- _DIRECTION_: Render every line of the listing below as a JSON array of strings, one string per line, skipping blank lines. Leave the pictures out.

[Point labels for objects]

* Begin *

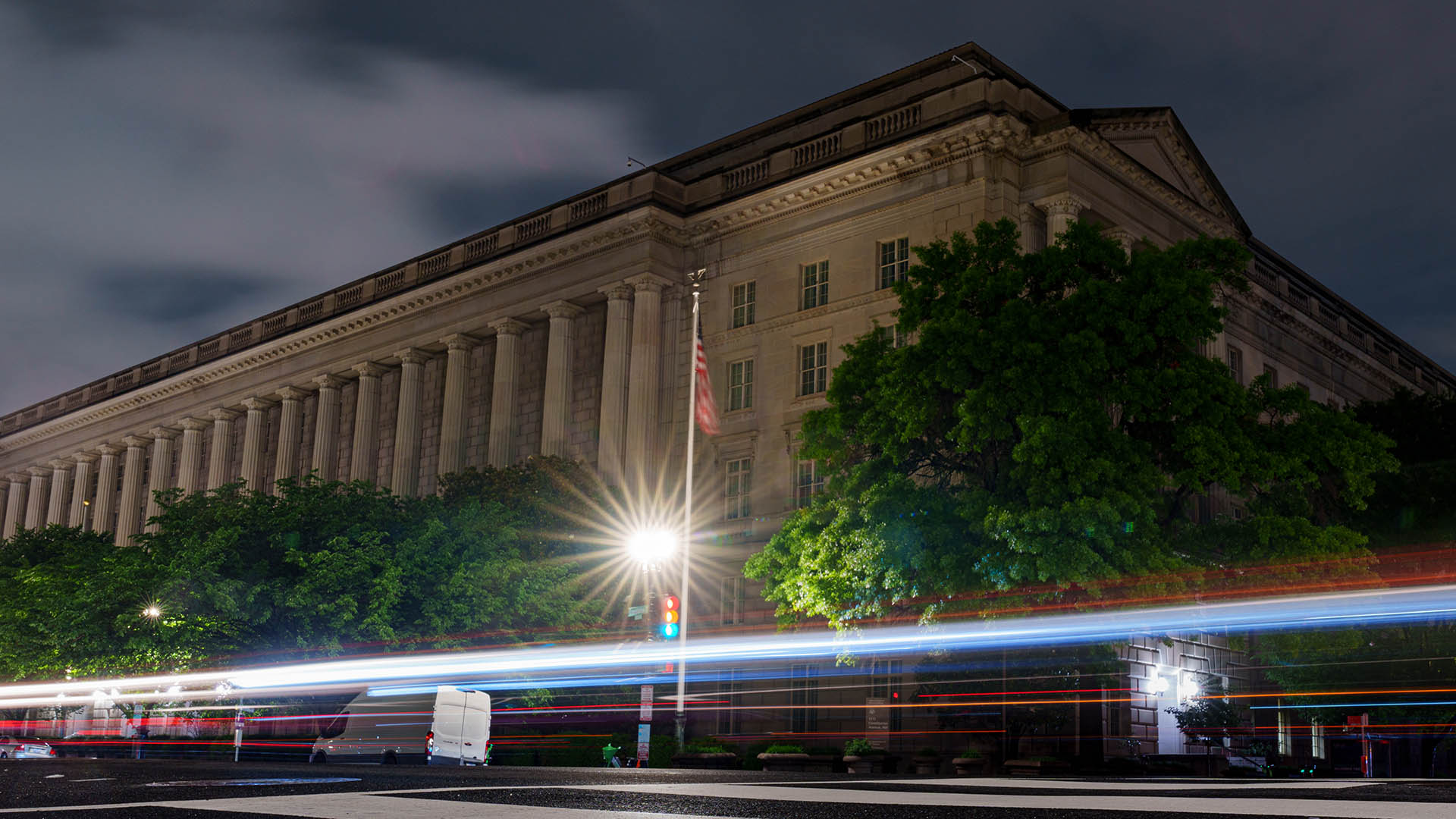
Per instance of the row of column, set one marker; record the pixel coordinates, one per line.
(628, 419)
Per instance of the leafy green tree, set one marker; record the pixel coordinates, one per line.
(315, 569)
(1052, 423)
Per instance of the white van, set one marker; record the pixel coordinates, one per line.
(452, 726)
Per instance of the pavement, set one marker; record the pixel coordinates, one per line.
(136, 789)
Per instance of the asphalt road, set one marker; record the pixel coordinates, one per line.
(134, 789)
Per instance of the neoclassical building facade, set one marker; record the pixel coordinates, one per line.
(566, 331)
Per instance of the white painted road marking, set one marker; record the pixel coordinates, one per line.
(394, 803)
(1343, 809)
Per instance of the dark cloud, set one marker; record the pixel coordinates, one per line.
(322, 140)
(174, 295)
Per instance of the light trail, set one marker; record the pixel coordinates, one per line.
(1408, 604)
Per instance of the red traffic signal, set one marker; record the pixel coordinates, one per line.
(672, 610)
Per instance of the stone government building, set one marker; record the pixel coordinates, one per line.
(566, 331)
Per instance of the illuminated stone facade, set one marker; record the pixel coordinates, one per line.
(566, 331)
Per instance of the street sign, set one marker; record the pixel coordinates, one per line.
(644, 742)
(877, 722)
(645, 710)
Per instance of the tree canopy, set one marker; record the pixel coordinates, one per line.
(1052, 422)
(315, 569)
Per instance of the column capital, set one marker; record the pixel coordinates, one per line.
(648, 281)
(413, 356)
(1065, 203)
(617, 292)
(509, 327)
(459, 341)
(563, 309)
(370, 369)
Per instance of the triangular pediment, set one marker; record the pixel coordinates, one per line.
(1158, 142)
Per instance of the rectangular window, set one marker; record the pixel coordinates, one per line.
(814, 283)
(730, 601)
(740, 385)
(743, 303)
(1237, 363)
(802, 698)
(728, 689)
(894, 261)
(737, 487)
(884, 681)
(807, 483)
(813, 368)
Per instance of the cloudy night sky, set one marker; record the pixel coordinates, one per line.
(171, 169)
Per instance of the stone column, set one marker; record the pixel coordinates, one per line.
(80, 490)
(58, 510)
(366, 423)
(254, 442)
(36, 507)
(130, 510)
(557, 395)
(290, 433)
(612, 425)
(161, 474)
(452, 417)
(405, 479)
(190, 463)
(15, 504)
(503, 391)
(644, 375)
(1062, 210)
(104, 513)
(327, 428)
(220, 461)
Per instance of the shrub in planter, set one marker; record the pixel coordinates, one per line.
(864, 758)
(705, 755)
(783, 758)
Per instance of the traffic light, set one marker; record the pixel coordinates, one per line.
(672, 611)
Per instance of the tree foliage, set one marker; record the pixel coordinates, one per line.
(315, 569)
(1052, 422)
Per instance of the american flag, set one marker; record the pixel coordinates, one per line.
(707, 407)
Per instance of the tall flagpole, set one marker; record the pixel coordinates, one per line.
(688, 516)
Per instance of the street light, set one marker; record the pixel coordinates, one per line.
(651, 547)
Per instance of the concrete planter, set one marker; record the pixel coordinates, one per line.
(783, 761)
(715, 761)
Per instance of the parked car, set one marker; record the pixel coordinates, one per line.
(12, 748)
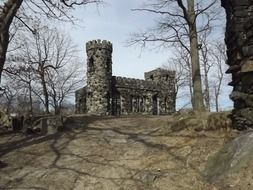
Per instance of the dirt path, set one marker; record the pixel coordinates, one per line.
(138, 153)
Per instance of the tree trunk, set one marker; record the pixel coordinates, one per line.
(30, 98)
(45, 92)
(198, 104)
(9, 10)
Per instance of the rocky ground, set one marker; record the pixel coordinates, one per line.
(128, 153)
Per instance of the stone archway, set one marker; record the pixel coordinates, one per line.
(239, 41)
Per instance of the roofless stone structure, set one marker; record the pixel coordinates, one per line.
(111, 95)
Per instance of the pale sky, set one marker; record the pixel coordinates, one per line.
(115, 21)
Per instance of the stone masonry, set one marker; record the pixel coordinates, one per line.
(239, 40)
(112, 95)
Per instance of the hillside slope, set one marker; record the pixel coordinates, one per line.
(132, 153)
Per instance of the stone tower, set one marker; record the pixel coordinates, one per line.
(99, 76)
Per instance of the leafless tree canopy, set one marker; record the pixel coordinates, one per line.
(25, 11)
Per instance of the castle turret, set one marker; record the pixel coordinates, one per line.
(99, 75)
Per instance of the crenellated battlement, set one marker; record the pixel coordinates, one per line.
(112, 95)
(96, 44)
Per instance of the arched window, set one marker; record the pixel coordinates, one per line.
(91, 65)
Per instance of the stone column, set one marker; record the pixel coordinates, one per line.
(239, 41)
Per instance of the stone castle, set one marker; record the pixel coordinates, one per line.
(105, 94)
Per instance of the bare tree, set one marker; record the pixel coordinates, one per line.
(23, 10)
(180, 24)
(46, 65)
(23, 75)
(63, 84)
(180, 62)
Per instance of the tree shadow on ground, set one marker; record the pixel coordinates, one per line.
(140, 178)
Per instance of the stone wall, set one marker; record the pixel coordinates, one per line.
(239, 40)
(99, 72)
(110, 95)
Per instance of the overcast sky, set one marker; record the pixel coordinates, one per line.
(115, 21)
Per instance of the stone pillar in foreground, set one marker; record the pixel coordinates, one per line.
(239, 41)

* End *

- _SOLUTION TO THIS TASK_:
[
  "Per instance of the row of column, set one marker; record the pixel coordinates, one per line.",
  "(628, 419)",
  "Per instance of the leafy green tree, set one marker; record the pixel coordinates, one per line.",
  "(315, 569)",
  "(1052, 423)",
  "Per instance of the white van, set one marker; record the pixel coordinates, one per line.",
  "(452, 726)",
  "Per instance of the pavement, set one marker; record the pixel coordinates, one per line.",
  "(136, 789)",
  "Per instance of the asphalt road, set one marker; record the pixel coordinates, one per line.",
  "(134, 789)",
  "Per instance of the neoclassical building facade, set one marker; record the pixel coordinates, one per line.",
  "(566, 331)",
  "Per instance of the white painted road marking, set one marker; record the pixel coordinates, one per line.",
  "(394, 803)",
  "(1343, 809)",
  "Per instance of the dark cloud, set one marker; record the pixel coordinates, one per line.",
  "(322, 140)",
  "(174, 295)",
  "Per instance of the light trail, set one marker; record the pixel coordinates, one per line.",
  "(1408, 604)",
  "Per instance of the red traffic signal, set one marker; record the pixel coordinates, one per line.",
  "(672, 610)",
  "Per instance of the stone government building, set one marker; record the pixel coordinates, one per line.",
  "(566, 331)",
  "Per instance of the illuminated stone facade, set one marker; record the pixel coordinates, one per line.",
  "(566, 331)",
  "Per instance of the street sign, set one marker; record the pixel coordinates, one per line.",
  "(644, 742)",
  "(877, 722)",
  "(645, 710)",
  "Per instance of the tree canopy, set one marker; record the pixel coordinates, one per line.",
  "(1052, 422)",
  "(315, 569)",
  "Per instance of the column capital, set one marker; record the pixel coordinates, one per line.",
  "(648, 281)",
  "(413, 356)",
  "(1065, 203)",
  "(617, 292)",
  "(509, 327)",
  "(459, 341)",
  "(563, 309)",
  "(370, 369)",
  "Per instance of the triangular pediment, set one marker; record the pixel coordinates, one per line.",
  "(1158, 142)",
  "Per instance of the rectangular window, set one marker; record the pixel coordinates, one per line.",
  "(814, 283)",
  "(730, 601)",
  "(740, 385)",
  "(743, 303)",
  "(1237, 363)",
  "(802, 698)",
  "(728, 689)",
  "(894, 261)",
  "(737, 487)",
  "(884, 681)",
  "(807, 483)",
  "(813, 368)",
  "Per instance of the cloudy night sky, set one marker; record the pixel coordinates, one per line.",
  "(171, 169)",
  "Per instance of the stone column, set one marker; record the pixel coordinates, one per line.",
  "(80, 490)",
  "(58, 510)",
  "(366, 423)",
  "(254, 442)",
  "(36, 507)",
  "(130, 510)",
  "(557, 395)",
  "(290, 433)",
  "(612, 425)",
  "(161, 474)",
  "(452, 417)",
  "(405, 479)",
  "(190, 463)",
  "(15, 504)",
  "(503, 391)",
  "(644, 375)",
  "(1062, 210)",
  "(104, 513)",
  "(327, 428)",
  "(220, 461)",
  "Per instance of the shrub in planter, set one marker; record the pixel coordinates, one per line.",
  "(864, 758)",
  "(705, 755)",
  "(783, 758)",
  "Per instance of the traffic light, set one marker; record the pixel coordinates, one per line.",
  "(672, 611)",
  "Per instance of the tree foliage, set one marker; record the pixel coordinates, one per line.",
  "(315, 569)",
  "(1052, 422)",
  "Per instance of the american flag, set one marker; record the pixel coordinates, one per line.",
  "(707, 407)",
  "Per instance of the tall flagpole, set one marker; record the pixel coordinates, one per line.",
  "(688, 516)",
  "Per instance of the street light, set one marker; record the pixel coordinates, one per line.",
  "(651, 547)",
  "Per instance of the concrete planter, set one marker; record the pixel coordinates, one per line.",
  "(783, 761)",
  "(715, 761)",
  "Per instance of the parked car, set one marker; record the pixel coordinates, one per line.",
  "(12, 748)",
  "Per instance of the dirt path, set one marker; record the pixel coordinates, one per line.",
  "(138, 153)",
  "Per instance of the tree trunk, set one marker; record the pixel coordinates, one per line.",
  "(30, 98)",
  "(45, 92)",
  "(198, 104)",
  "(9, 10)",
  "Per instance of the rocky ground, set one marker; record the pixel coordinates, one per line.",
  "(128, 153)",
  "Per instance of the stone archway, set one marker; record the pixel coordinates, one per line.",
  "(239, 41)",
  "Per instance of the roofless stone structure, set one marker; record the pixel coordinates, one per line.",
  "(111, 95)",
  "Per instance of the pale sky, set one marker; record the pixel coordinates, one per line.",
  "(115, 21)",
  "Per instance of the stone masonry, set one marker; record the pixel coordinates, one per line.",
  "(239, 40)",
  "(112, 95)",
  "Per instance of the hillside slope, set one marker; record the pixel coordinates, one per line.",
  "(132, 153)",
  "Per instance of the stone tower, set one marker; record the pixel coordinates, one per line.",
  "(99, 76)",
  "Per instance of the leafless tree canopy, set one marker; record the pixel coordinates, one per line.",
  "(25, 11)",
  "Per instance of the castle turret, set one marker; record the pixel coordinates, one per line.",
  "(99, 75)",
  "Per instance of the crenellated battlement, set one marker; record the pixel coordinates, one per line.",
  "(112, 95)",
  "(96, 44)",
  "Per instance of the arched window, set one marker; record the pixel coordinates, one per line.",
  "(91, 65)",
  "Per instance of the stone column, set one marker; record the pixel coordinates, one per line.",
  "(239, 41)",
  "Per instance of the stone castle, set one marker; record the pixel coordinates, one per line.",
  "(105, 94)",
  "Per instance of the bare tree, set one marker; record the pixel coordinates, one per line.",
  "(23, 10)",
  "(180, 24)",
  "(46, 65)",
  "(23, 75)",
  "(63, 84)",
  "(180, 62)",
  "Per instance of the tree shadow on ground, set one marker; record the pixel coordinates, one per line.",
  "(140, 178)",
  "Per instance of the stone wall, set one marker; record the pixel coordinates, one per line.",
  "(239, 40)",
  "(99, 72)",
  "(110, 95)",
  "Per instance of the overcast sky, set one marker; record the pixel coordinates, one per line.",
  "(115, 21)",
  "Per instance of the stone pillar in foreground, set one marker; record the pixel coordinates, one per line.",
  "(239, 41)"
]